▶ [Requirements]: Put each line of the records below into a JSON list of strings, with one string per line and any blank lines omitted.
____________
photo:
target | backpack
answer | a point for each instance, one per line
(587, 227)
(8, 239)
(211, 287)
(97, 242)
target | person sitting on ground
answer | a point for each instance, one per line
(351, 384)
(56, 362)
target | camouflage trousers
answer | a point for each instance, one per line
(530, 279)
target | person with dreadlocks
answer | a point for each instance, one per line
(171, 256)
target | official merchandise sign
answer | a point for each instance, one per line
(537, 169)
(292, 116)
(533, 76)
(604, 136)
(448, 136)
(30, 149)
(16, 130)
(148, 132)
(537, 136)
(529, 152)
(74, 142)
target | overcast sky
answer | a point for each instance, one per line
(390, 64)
____________
▶ [Output for this exercise]:
[
  "photo:",
  "target | backpack",
  "answer | a point for each instance, one per line",
  "(587, 227)",
  "(8, 239)",
  "(211, 287)",
  "(97, 242)",
  "target | person sitting on ground",
  "answer | a point for each instance, one per line",
  "(351, 384)",
  "(56, 362)",
  "target | camouflage trousers",
  "answer | a point for each instance, one per line",
  "(530, 279)",
  "target | person with dreadlocks",
  "answer | a point for each instance, one per line",
  "(171, 256)",
  "target | official merchandise sign",
  "answer | a point for each instance, one per line",
  "(537, 169)",
  "(292, 116)",
  "(533, 76)",
  "(604, 136)",
  "(448, 136)",
  "(30, 149)",
  "(16, 130)",
  "(148, 132)",
  "(537, 136)",
  "(529, 152)",
  "(74, 142)",
  "target | overcast sky",
  "answer | a point for each instance, one per line",
  "(390, 64)"
]